• **Task details**:
Tally the lines in the records below that contain the word "outline", and reply with only that number.

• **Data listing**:
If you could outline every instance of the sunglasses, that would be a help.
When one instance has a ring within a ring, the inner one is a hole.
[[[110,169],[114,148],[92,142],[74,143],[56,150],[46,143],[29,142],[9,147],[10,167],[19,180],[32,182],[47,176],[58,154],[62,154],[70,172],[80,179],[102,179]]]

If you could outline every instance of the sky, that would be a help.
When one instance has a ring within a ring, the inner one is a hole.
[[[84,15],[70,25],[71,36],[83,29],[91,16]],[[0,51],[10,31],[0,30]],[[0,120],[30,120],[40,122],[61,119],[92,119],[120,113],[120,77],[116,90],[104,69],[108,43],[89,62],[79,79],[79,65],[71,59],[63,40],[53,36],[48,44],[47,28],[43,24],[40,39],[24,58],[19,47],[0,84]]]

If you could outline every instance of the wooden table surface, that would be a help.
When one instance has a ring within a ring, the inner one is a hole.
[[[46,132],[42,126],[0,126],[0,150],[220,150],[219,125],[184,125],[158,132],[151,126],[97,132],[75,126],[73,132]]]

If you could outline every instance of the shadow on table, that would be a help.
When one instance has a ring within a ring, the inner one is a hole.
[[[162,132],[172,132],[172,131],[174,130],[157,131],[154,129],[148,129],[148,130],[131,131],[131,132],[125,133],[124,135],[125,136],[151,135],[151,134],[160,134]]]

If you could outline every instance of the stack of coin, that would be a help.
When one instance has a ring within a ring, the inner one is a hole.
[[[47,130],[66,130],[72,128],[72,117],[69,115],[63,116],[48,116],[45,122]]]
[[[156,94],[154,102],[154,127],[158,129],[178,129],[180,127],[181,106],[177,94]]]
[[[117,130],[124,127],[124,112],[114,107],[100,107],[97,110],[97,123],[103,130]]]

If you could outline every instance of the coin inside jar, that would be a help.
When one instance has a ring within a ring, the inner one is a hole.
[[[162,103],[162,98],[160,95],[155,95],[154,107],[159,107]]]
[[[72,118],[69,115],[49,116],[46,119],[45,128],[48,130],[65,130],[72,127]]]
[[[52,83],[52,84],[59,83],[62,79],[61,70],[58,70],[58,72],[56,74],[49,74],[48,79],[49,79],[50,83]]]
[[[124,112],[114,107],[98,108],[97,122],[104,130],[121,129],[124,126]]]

• **Response to the exercise**:
6